**Exercise details**. Can you format the material below as a JSON list of strings, with one string for each line and blank lines left out?

**Extracted material**.
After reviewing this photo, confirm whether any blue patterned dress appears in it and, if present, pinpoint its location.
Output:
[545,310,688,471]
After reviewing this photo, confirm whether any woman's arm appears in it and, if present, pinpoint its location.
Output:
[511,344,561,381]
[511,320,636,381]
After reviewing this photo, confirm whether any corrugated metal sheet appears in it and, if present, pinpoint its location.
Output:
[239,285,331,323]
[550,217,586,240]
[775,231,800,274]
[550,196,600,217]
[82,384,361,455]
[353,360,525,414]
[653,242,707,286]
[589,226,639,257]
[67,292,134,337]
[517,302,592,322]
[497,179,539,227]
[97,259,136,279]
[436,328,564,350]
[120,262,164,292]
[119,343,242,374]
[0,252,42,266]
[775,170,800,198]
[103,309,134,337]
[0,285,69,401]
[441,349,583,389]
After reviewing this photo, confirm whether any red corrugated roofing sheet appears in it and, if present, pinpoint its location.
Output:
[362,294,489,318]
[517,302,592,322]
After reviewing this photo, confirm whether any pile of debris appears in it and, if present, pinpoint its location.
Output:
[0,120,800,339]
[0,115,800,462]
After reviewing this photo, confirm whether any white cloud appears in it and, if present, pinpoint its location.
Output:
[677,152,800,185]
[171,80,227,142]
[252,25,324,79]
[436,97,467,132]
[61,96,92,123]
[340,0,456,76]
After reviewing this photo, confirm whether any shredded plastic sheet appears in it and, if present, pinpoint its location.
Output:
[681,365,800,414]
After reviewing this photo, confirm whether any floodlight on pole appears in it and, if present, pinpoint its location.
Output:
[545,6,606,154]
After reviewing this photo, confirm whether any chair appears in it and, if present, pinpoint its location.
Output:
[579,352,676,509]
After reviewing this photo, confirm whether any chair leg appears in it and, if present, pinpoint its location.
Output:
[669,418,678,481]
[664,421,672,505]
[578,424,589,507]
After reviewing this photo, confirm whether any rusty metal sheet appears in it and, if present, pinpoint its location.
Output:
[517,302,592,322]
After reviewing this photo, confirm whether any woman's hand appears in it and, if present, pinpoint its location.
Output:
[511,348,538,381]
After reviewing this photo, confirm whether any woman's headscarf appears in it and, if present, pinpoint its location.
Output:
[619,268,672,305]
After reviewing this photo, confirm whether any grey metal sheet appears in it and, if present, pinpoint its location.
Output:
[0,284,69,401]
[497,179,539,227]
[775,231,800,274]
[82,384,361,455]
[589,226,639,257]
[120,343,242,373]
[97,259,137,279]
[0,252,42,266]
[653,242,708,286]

**Right answer**.
[
  "After reviewing this photo, confirm whether any blue patterned dress appears in it and, if present, pinpoint its location.",
  "Output:",
  "[545,310,688,471]",
  "After reviewing this photo, confirm whether any woman's arm appears in it and, if present, pinpoint its location.",
  "Output:",
  "[511,344,561,381]",
  "[511,320,636,381]",
  "After reviewing this photo, confirm whether any corrugated metal sheet appears in it and, if present, pinpoint its location.",
  "Output:",
  "[239,285,331,323]",
  "[550,217,586,240]",
  "[775,231,800,274]",
  "[550,196,600,217]",
  "[82,384,361,455]",
  "[353,360,525,414]",
  "[653,242,707,286]",
  "[589,226,639,257]",
  "[67,292,134,337]",
  "[517,302,592,322]",
  "[497,179,539,227]",
  "[97,259,136,279]",
  "[436,328,564,350]",
  "[120,262,164,292]",
  "[119,343,242,374]",
  "[0,252,42,266]",
  "[775,170,800,198]",
  "[103,309,134,337]",
  "[0,285,69,401]",
  "[441,349,583,389]",
  "After reviewing this photo, confirm whether any red corrugated roofing sheet appears in it and, if present, pinpoint its location.",
  "Output:",
  "[362,294,489,318]",
  "[517,302,592,322]",
  "After reviewing this photo, confirm whether any pile of debris appears in it and, if present, pinpoint its location.",
  "Output:",
  "[0,120,800,339]",
  "[0,115,800,462]",
  "After reviewing this photo, confirm whether any white cloud appears in it and, if present, pinpoint its location.",
  "Output:",
  "[677,152,800,185]",
  "[171,80,227,142]",
  "[252,25,324,79]",
  "[436,97,467,132]",
  "[61,96,92,123]",
  "[340,0,456,76]",
  "After reviewing this photo, confirm whether any shredded plastic sheet appears in it and, if present, pinpoint its location.",
  "Output:",
  "[681,365,800,414]",
  "After reviewing this photo, confirm whether any floodlight on pole appears in it and, if present, pinpoint its location.",
  "Output:",
  "[545,6,606,154]",
  "After reviewing this photo, confirm whether any chair appears in it and, if present, pinpoint its location.",
  "Output:",
  "[579,352,676,509]",
  "After reviewing this photo, confirm whether any chair leg appears in it and, if present, pinpoint its location.",
  "Output:",
  "[669,418,678,481]",
  "[664,421,672,505]",
  "[578,424,589,507]",
  "After reviewing this photo, confirm whether any rusty metal sheet appears in it and, if present, pinpoint its location.",
  "Output:",
  "[517,302,592,322]",
  "After reviewing this photo, confirm whether any woman's hand appears in it and, if present, pinpoint its location.",
  "Output:",
  "[511,348,538,381]",
  "After reviewing this photo, confirm whether any woman's headscarf appears in it and, if present, pinpoint its location.",
  "Output:",
  "[619,268,672,305]",
  "After reviewing this photo, confirm whether any grey metal sheet appears in it and, if present, pinpoint its location.",
  "Output:",
  "[0,284,69,401]",
  "[497,179,539,227]",
  "[775,231,800,274]",
  "[82,384,361,455]",
  "[589,226,639,257]",
  "[120,343,242,373]",
  "[97,259,137,279]",
  "[0,252,42,266]",
  "[653,242,708,286]"
]